問題 1
抽出テキストの「doi: 10.1111/nph.16168」から「の鉄獲得の調節に重要である。」までの箇所を、「シグナル伝達経路」を「情報伝達経路」に置き換えたうえで書き直してください。
問題 2
抽出テキストによれば、FITの活性化の引き金となるのは何のリン酸化ですか。
問題 3
FITのリン酸制御を扱った抽出テキストについて、最後の文の後から続きを書き進めてください。

抽出テキスト
⁂

Date: 2020-05-10 (Sun)

リン酸変異体活性アッセイ法によって、転写因子FIT (FER-LIKE IRON DEFICIENCY-INDUCED TRANSCRIPTION FACTOR)の、代替リン酸制御経路があることが分かった

Phospho-mutant activity assays provide evidence for alternative
phospho-regulation pathways of the transcription factor
FER-LIKE IRON DEFICIENCY-INDUCED TRANSCRIPTION FACTOR
Regina Gratz, Tzvetina Brumbarova , Rumen Ivanov, Ksenia Trofimov, Laura T€unnermann, Rocio Ochoa-Fernandez, Tim Blomeier, Johannes Meiser, StefanieWeidtkamp-Peters, Matias D. Zurbriggen
and Petra Bauer
New Phytologist (2019)
doi: 10.1111/nph.16168

(要約)
鉄吸収のキーであるbasic helix–loop–helix (bHLH) 型転写因子であるIRON DEFICIENCY-INDUCED TRANSCRIPTION FACTOR (FIT)は
複数のシグナル伝達経路によってコントロールされており、成長や環境制約下での鉄獲得の調節に重要である。
FITタンパクは活性・非活性タンパクプールに存在して、FITの制御ドメインであるC-末端のserine Ser272のリン酸化によってFITの活性化の引き金が引かれる。
本論文ではリン酸変異体活性アッセイ法(phospho-mutant activity assays)を用いて、Ser272以外にもさらに3つの予測されているリン酸酸化部位、いわゆる Ser221 とtyrosines Tyr238, Tyr278について、
疑似リン酸変異と否リン酸変異を調べた。

⁂

調査対象データ
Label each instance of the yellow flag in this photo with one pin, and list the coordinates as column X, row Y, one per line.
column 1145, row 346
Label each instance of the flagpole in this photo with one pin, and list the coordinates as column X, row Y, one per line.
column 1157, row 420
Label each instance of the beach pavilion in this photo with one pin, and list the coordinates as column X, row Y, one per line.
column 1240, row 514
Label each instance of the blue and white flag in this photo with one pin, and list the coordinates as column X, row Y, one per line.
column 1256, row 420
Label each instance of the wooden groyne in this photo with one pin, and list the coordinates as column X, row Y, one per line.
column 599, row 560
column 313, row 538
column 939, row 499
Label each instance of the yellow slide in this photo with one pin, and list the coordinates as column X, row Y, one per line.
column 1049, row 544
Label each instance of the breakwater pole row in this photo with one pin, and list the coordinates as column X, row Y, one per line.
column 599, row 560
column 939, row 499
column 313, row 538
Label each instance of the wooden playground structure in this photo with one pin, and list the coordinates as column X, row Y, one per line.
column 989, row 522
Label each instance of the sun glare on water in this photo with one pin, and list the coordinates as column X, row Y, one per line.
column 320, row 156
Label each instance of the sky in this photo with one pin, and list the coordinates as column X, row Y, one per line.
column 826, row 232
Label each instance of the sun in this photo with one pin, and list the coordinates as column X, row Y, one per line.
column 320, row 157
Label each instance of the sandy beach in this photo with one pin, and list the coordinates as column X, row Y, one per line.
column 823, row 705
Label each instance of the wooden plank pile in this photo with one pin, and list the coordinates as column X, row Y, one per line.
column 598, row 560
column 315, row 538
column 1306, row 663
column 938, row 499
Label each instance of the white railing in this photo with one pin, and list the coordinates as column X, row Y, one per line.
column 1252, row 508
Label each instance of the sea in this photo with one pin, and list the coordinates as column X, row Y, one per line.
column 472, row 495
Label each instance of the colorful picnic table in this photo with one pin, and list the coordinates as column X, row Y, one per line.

⁂

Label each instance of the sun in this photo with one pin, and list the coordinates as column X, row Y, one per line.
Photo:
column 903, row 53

⁂

出力 1
doi: 10.1111/nph.16168

(要約)
鉄吸収のキーであるbasic helix–loop–helix (bHLH) 型転写因子であるIRON DEFICIENCY-INDUCED TRANSCRIPTION FACTOR (FIT)は
複数の情報伝達経路によってコントロールされており、成長や環境制約下での鉄獲得の調節に重要である。

出力 2
FITの制御ドメインであるC-末端のセリンSer272のリン酸化です。

出力 3
これらの部位のリン酸変異は酵母、植物、哺乳動物細胞ではFITの活性に影響を与えた。
細胞内局在、核への移動、ホモダイマーの形成、FIT-活性化の相手方であるパートナーであるbHLH039との2量体形成、プロモーターのtransactivation、タンパクの安定性などについて、 広範な一群の細胞表現型が観察された。
FITのTyrのリン酸疑似変異は植物のfit変異株の相補をかく乱した。
総括するとFITはSerのリン酸化で活性化されTyrのリン酸化で不活化されることが証明された。
そこで我々は「FIT活性は相反的な(代替する)リン酸化経路によって制御されている」ことを提案する。


(下図の説明)
タンパク質リン酸化によるFER-LIKE IRON DEFICIENCYINDUCED TRANSCRIPTION FACTOR (FIT)活性の2段階制御。
活性FIT(上):serine (Ser)リン酸化がFIT活性を促進する。
FIT-C末の Ser221と Ser272のリン酸化(P)がbasic helix–loop–helix 39 (bHLH039)との相互作用と、IRON-REGULATED TRANSPORTER1 promoter (IRT1pro)の発現を利する。
不活性FIT(下):活性FITタンパクが不要な場合とか少なくともそれが不利益な場合はtyrosine (Tyr)のリン酸化がFIT活性を低下させる。
FIT-C末 のTyr238とTyr278 はbHLH039のヘテロダイマー形成とIRT1proの発現を低下させ、一部のFITタンパクの分解を促進する。